*Task objective*
Render everything from the start of the listing below down to the line containing "[[269, 734]]", that line included, as a JSON list of strings with one string per line and blank lines omitted.

*Records for this exercise*
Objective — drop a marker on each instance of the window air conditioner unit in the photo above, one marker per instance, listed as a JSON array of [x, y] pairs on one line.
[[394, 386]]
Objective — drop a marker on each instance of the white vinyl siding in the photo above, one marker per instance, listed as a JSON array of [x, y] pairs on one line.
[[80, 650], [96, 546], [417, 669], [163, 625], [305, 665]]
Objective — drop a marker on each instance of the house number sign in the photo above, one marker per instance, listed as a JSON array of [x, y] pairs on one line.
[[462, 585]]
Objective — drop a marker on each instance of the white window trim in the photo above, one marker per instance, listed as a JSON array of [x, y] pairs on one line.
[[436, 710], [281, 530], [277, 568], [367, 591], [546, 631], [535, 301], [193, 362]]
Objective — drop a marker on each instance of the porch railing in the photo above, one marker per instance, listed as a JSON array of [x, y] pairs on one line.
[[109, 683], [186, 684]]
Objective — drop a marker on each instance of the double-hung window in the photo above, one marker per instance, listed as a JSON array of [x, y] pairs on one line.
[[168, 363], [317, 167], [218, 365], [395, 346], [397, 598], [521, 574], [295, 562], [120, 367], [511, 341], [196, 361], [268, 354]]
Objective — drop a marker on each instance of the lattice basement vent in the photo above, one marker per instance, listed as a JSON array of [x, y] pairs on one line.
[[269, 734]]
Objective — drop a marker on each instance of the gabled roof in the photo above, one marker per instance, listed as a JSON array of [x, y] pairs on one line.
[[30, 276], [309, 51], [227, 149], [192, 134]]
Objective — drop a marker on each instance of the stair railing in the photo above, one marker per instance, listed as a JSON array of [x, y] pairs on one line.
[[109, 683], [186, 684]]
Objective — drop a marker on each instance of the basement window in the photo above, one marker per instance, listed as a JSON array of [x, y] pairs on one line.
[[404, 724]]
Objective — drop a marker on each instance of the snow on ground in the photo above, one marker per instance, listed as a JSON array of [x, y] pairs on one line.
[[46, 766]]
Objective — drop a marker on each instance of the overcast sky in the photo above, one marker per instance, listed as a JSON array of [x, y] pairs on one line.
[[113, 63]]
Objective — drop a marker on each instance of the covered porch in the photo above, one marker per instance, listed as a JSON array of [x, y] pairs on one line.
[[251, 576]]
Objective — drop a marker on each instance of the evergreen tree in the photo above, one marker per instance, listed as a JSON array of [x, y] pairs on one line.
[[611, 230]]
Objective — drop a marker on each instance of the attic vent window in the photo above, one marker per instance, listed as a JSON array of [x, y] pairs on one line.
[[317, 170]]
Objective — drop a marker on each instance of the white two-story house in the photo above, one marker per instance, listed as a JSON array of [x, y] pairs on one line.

*Reply*
[
  "Objective — drop a marker on each instance of the window air conditioner unit in the photo above, one marker per instance, listed as a JSON array of [x, y] pairs on one line.",
  "[[394, 386]]",
  "Objective — drop a marker on each instance of the white vinyl siding in the photo above, one marker per instance, listed as a JSON array of [x, y] pairs on one line.",
  "[[80, 650], [96, 546], [417, 669], [163, 625], [305, 665]]",
  "Objective — drop a marker on each instance of the house number sign in the photo above, one marker per instance, listed as a JSON array of [x, y] pairs on one line.",
  "[[462, 585]]",
  "Objective — drop a marker on each instance of the white window trim in the photo above, one marker per instance, listed as a JSON array of [x, y] pairs on one line.",
  "[[436, 710], [281, 530], [277, 568], [367, 591], [546, 631], [535, 301], [193, 362]]",
  "Objective — drop a marker on each instance of the porch railing in the photo above, one marker per instance, listed as a JSON array of [x, y] pairs on one line.",
  "[[109, 683], [186, 684]]",
  "Objective — drop a marker on each instance of the double-hung window in the photo above, one marker per instance, listed as a JSON array of [x, y] pairs on one line.",
  "[[168, 363], [317, 167], [218, 365], [395, 346], [397, 598], [521, 574], [295, 562], [120, 367], [511, 341], [196, 361], [268, 354]]",
  "Objective — drop a marker on each instance of the lattice basement vent in the photo above, one marker per instance, listed as a JSON array of [x, y] pairs on one line.",
  "[[269, 734]]"
]